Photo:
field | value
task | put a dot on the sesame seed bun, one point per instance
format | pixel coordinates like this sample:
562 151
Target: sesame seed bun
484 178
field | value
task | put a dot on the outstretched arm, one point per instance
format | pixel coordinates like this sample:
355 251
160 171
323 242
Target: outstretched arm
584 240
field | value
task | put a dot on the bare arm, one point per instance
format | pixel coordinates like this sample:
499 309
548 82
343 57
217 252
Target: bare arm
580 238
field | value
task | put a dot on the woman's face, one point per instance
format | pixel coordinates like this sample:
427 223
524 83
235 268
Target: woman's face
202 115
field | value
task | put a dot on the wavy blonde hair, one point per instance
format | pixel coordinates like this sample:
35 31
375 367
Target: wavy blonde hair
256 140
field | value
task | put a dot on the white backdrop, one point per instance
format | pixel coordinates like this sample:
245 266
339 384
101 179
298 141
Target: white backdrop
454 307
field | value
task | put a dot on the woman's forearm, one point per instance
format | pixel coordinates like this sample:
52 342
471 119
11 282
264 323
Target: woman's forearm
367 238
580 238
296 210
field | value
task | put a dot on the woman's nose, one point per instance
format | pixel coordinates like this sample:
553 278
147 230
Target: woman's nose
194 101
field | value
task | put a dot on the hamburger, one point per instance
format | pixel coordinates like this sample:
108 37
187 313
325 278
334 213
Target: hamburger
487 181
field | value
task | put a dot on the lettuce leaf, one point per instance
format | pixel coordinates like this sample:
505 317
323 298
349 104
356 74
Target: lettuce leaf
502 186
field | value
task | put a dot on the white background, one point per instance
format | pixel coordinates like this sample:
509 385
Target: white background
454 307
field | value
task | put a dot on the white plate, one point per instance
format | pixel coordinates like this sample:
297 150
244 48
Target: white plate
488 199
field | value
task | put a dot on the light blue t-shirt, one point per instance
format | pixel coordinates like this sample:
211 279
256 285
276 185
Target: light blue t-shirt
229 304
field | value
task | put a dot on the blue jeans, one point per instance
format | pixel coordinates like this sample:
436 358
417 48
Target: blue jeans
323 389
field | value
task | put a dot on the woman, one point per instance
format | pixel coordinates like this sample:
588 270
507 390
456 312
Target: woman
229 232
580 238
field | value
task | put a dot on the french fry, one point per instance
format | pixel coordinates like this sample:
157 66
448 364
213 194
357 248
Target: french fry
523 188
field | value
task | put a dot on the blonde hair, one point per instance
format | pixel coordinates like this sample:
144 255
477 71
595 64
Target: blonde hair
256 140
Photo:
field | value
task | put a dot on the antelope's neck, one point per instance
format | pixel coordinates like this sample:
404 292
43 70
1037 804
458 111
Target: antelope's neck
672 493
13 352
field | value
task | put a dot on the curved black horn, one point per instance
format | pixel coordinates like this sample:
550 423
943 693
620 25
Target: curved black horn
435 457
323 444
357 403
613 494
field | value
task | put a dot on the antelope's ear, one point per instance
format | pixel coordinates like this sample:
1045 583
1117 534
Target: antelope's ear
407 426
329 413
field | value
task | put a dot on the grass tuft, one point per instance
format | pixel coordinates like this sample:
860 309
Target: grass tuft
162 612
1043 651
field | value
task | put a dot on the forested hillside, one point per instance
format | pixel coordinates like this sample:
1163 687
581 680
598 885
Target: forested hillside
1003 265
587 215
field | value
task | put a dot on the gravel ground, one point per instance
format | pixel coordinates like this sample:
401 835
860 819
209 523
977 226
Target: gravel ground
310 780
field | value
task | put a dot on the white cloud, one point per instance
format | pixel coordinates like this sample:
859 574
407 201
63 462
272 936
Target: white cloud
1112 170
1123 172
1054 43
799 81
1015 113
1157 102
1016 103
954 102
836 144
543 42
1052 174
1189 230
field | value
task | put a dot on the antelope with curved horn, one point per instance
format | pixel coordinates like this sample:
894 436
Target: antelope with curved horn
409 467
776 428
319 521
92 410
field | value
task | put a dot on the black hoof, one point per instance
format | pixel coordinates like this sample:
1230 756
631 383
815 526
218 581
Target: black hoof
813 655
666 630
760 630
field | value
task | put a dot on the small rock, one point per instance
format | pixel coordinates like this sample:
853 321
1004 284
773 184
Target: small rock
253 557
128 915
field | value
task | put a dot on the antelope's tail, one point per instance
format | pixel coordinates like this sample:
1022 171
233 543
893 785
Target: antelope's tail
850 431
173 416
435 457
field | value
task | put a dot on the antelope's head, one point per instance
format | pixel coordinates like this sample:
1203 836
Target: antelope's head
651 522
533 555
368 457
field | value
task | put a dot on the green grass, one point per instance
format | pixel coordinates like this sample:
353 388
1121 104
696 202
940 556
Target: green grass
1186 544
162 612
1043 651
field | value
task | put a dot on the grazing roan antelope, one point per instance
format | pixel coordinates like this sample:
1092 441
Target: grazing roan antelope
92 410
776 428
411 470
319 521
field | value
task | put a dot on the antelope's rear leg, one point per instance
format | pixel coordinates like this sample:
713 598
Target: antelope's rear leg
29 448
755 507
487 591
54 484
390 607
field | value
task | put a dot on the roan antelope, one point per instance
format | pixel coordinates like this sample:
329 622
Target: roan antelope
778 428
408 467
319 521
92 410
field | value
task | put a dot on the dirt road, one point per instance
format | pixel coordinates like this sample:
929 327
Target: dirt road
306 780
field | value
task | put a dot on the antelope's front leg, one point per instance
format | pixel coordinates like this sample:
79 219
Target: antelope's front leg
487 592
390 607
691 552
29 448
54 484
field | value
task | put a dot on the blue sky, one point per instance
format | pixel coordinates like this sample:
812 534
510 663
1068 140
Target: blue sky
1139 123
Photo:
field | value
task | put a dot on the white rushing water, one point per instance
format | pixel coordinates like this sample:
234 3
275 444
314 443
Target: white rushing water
......
**DIRECTIONS FOR THIS TASK**
Taking the line that contains "Target: dirt road" as the first, reproduce every line through the end of the entries exactly.

**RESPONSE**
Target: dirt road
306 780
field | value
task | put a dot on the antelope's front leg, one point per instance
format | pixel coordinates like this sample:
79 219
Target: antelope's front leg
487 592
390 607
691 552
29 448
54 484
field | value
task | put a dot on the blue sky, one point per instance
format | pixel coordinates like this sample:
812 534
510 663
1068 140
Target: blue sky
1139 123
Photo:
field | value
task | put a dot on the white rushing water, one point per instance
format | pixel coordinates like this sample:
234 3
275 444
314 443
Target: white rushing water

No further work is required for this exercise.